§ **WORK ORDER 1**: Print the stretch from "Starting in the" through "and transform steps." in the data architecture article, copied exactly.
§ **WORK ORDER 2**: Continue the data architecture article from the point where it stops.
*** SOURCE DOCUMENT ***
Data architecture is a discipline that documents an organization's data assets, maps how data flows through its systems and provides a blueprint for managing data. The goal is to ensure that data is managed properly and meets business needs for information.

While data architecture can support operational applications, it most prominently defines the underlying data environment for business intelligence (BI) and advanced analytics initiatives. Its output includes a multilayer framework for data platforms and data management tools, as well as specifications and standards for collecting, integrating, transforming and storing data.

Ideally, data architecture design is the first step in the data management process. But that usually isn't the case, which creates inconsistent environments that need to be harmonized as part of a data architecture. Also, despite their foundational nature, data architectures aren't set in stone and must be updated as data and business needs change. That makes them an ongoing concern for data management teams.

Data architecture goes hand in hand with data modeling, which creates diagrams of data structures, business rules and relationships between data elements. They're separate data management disciplines, though. In an article on how data modeling and data architecture differ, David Loshin, president of consultancy Knowledge Integrity Inc., distinguished between modeling's micro focus on data assets and data architecture's broader macro perspective.

This guide to data architecture further explains what it is, why it's important and the business benefits it provides. You'll also find information on data architecture frameworks, best practices and more. Throughout the guide, there are hyperlinks to related articles that cover the topics in more depth.

How have data architectures evolved?

In the past, most data architectures were less complicated than they are now. They mostly involved structured data from transaction processing systems that was stored in relational databases. Analytics environments consisted of a data warehouse, sometimes with smaller data marts built for individual business units and an operational data store as a staging area. The transaction data was processed for analysis in batch jobs, using traditional extract, transform and load (ETL) processes for data integration.

Starting in the mid-2000s, the adoption of big data technologies in businesses added unstructured and semistructured forms of data to many architectures. That led to the deployment of data lakes, which often store raw data in its native format instead of filtering and transforming it for analysis upfront -- a big change from the data warehousing process. The new approach is driving wider use of ELT data integration, an alternative to ETL that inverts the load and transform steps.

The increased use of stream processing systems has also brought real-time data into more data architectures. Many architectures now support artificial intelligence and machine learning applications, too, in addition to the basic BI and reporting driven by data warehouses. The shift to cloud-based systems further adds to the complexity of data architectures.

Another emerging architecture concept is the data fabric, which aims to streamline data integration and management processes. It has a variety of potential use cases in data environments.

Sample diagram of a data architecture
This diagram shows an example of a high-level data architecture blueprint with separate layers for different parts of the data management process.

Why are data architectures important?

A well-designed data architecture is a crucial part of the data management process. It supports data integration and data quality improvement efforts, as well as data engineering and data preparation. It also enables effective data governance and the development of internal data standards. Those two things, in turn, help organizations ensure that their data is accurate and consistent.

A data architecture is also the foundation of a data strategy that supports business goals and priorities. In an article on key data strategy components, Donald Farmer, principal of consultancy TreeHive Strategy, wrote that "a modern business strategy depends on data." That makes data management and analytics too important to leave to individuals, Farmer said. To manage and use data well, an organization needs to create a comprehensive data strategy, underpinned by a strong data architecture.
*** End of SOURCE DOCUMENT ***
*** PROVIDED RECORDS ***
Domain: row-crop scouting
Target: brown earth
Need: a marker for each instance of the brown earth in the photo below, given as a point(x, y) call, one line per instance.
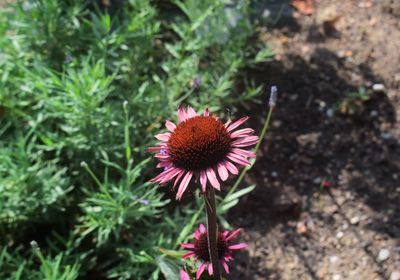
point(295, 228)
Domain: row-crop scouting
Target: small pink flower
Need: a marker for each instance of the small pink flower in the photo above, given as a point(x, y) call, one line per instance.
point(201, 146)
point(184, 275)
point(199, 249)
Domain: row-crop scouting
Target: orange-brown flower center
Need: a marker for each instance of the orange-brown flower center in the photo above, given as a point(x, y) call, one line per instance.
point(199, 143)
point(201, 247)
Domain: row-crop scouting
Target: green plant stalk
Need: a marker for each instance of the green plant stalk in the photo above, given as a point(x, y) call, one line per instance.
point(247, 168)
point(212, 231)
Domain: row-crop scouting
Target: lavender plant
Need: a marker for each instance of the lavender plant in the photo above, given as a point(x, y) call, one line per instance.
point(82, 90)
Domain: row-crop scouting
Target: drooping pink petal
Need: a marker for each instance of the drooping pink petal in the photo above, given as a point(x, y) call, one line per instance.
point(200, 270)
point(210, 270)
point(170, 125)
point(244, 142)
point(184, 184)
point(163, 136)
point(238, 246)
point(154, 149)
point(162, 157)
point(233, 234)
point(213, 179)
point(191, 113)
point(188, 255)
point(243, 153)
point(203, 180)
point(237, 123)
point(171, 174)
point(184, 275)
point(202, 228)
point(238, 159)
point(222, 172)
point(187, 245)
point(226, 267)
point(242, 132)
point(182, 114)
point(178, 178)
point(231, 167)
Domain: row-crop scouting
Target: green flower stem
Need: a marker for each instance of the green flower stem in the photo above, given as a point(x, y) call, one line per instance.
point(247, 168)
point(212, 231)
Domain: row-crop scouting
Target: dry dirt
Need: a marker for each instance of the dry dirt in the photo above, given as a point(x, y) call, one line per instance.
point(296, 228)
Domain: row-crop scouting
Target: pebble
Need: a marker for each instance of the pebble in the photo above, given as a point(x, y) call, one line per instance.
point(330, 113)
point(333, 259)
point(378, 87)
point(354, 220)
point(395, 275)
point(336, 277)
point(383, 255)
point(339, 235)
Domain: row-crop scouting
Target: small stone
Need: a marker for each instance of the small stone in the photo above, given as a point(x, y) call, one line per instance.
point(383, 255)
point(395, 275)
point(339, 235)
point(354, 220)
point(336, 277)
point(333, 259)
point(378, 87)
point(330, 113)
point(317, 180)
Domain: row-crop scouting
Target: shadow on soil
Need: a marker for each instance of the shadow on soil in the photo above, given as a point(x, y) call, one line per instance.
point(314, 134)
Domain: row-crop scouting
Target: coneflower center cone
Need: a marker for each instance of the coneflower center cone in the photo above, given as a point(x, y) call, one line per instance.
point(199, 143)
point(201, 247)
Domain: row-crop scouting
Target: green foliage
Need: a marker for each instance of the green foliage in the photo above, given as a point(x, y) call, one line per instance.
point(83, 89)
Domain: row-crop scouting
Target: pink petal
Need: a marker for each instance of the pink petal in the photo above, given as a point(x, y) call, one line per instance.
point(238, 159)
point(171, 174)
point(188, 255)
point(190, 112)
point(170, 126)
point(213, 179)
point(202, 228)
point(177, 179)
point(184, 184)
point(153, 149)
point(182, 114)
point(237, 123)
point(243, 153)
point(231, 168)
point(226, 267)
point(184, 275)
point(187, 245)
point(200, 270)
point(242, 132)
point(203, 180)
point(233, 234)
point(244, 142)
point(222, 172)
point(162, 157)
point(238, 246)
point(163, 136)
point(210, 270)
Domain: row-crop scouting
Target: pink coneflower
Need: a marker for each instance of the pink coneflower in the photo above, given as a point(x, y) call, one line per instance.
point(199, 249)
point(201, 146)
point(184, 275)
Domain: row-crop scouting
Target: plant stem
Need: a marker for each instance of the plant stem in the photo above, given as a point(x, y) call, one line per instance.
point(247, 168)
point(212, 231)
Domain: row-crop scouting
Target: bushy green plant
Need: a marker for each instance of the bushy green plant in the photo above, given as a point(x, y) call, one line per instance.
point(82, 91)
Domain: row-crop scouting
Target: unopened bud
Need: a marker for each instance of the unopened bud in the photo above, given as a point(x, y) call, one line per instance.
point(273, 96)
*** End of PROVIDED RECORDS ***
§ **RESPONSE BOX 1**:
Starting in the mid-2000s, the adoption of big data technologies in businesses added unstructured and semistructured forms of data to many architectures. That led to the deployment of data lakes, which often store raw data in its native format instead of filtering and transforming it for analysis upfront -- a big change from the data warehousing process. The new approach is driving wider use of ELT data integration, an alternative to ETL that inverts the load and transform steps.

§ **RESPONSE BOX 2**:
Key stages of the data strategy development process
These are the four main phases of developing a data strategy, according to Donna Burbank of consulting firm Global Data Strategy.

What are the characteristics and components of a data architecture?

In an article on the principles of modern data architectures, Farmer stressed the importance of including both data governance and regulatory compliance processes and the growing need to support multi-cloud environments. He concluded by noting that data's potential business value will be wasted if a data architecture doesn't make it available for analytics uses.

"It's a cliché of modern data management that data is a business asset," Farmer wrote. "But data that just sits there is only a cost center, requiring maintenance without providing any business benefits."

Other common characteristics of well-designed data architectures include the following:

  • a business-driven focus that's aligned with organizational strategies and data requirements;
  • flexibility and scalability to enable various applications and meet new business needs for data; and
  • strong security protections to prevent unauthorized data access and improper use of data.

From a purist's point of view, data architecture components don't include platforms, tools and other technologies. Instead, a data architecture is a conceptual infrastructure that's described by a set of diagrams and documents. Data management teams then use them to guide technology deployments and how data is managed.

Some examples of those components, or artifacts, are as follows:

  • data models, data definitions and common vocabularies for data elements;
  • data flow diagrams that illustrate how data flows through systems and applications;
  • documents that map data usage to business processes, such as a CRUD matrix -- short for create, read, update and delete;
  • other documents that describe business goals, concepts and functions to help align data management initiatives with them;
  • policies and standards that govern how data is collected, integrated, transformed and stored; and
  • a high-level architectural blueprint, with different layers for processes like data ingestion, data integration and data storage.
Five key data architecture principles
Follow these principles to help put your data architecture on the right track.

What are the benefits of a data architecture?

Ideally, a well-designed data architecture helps an organization develop effective data analytics platforms that deliver useful information and insights. In companies, those insights improve strategic planning and operational decision-making, potentially leading to better business performance and competitive advantages. They also aid in various other applications, such as the diagnosis of medical conditions and scientific research.

Data architecture also helps improve data quality, streamline data integration and reduce data storage costs, among other benefits. It does so by taking an enterprise view compared to domain-specific data modeling or focusing on architecture at the database level, according to Peter Aiken, a data management consultant and associate professor of information systems at Virginia Commonwealth University.

"When we look at it from a data architecture perspective, we have the greater value potential, and that's because we're looking at broad use [of data] across all of the databases," Aiken said during a Dataversity webinar in May 2021.

What are the risks of bad data architecture design?

One data architecture pitfall is too much complexity. The dreaded "spaghetti architecture" is evidence of that, with a tangle of lines representing different data flows and point-to-point connections. The result is a ramshackle data environment with incompatible data silos that are hard to integrate for analytics uses. Ironically, data architecture projects often aim to bring order to existing messy environments that developed organically. But if not managed carefully, they can create similar problems.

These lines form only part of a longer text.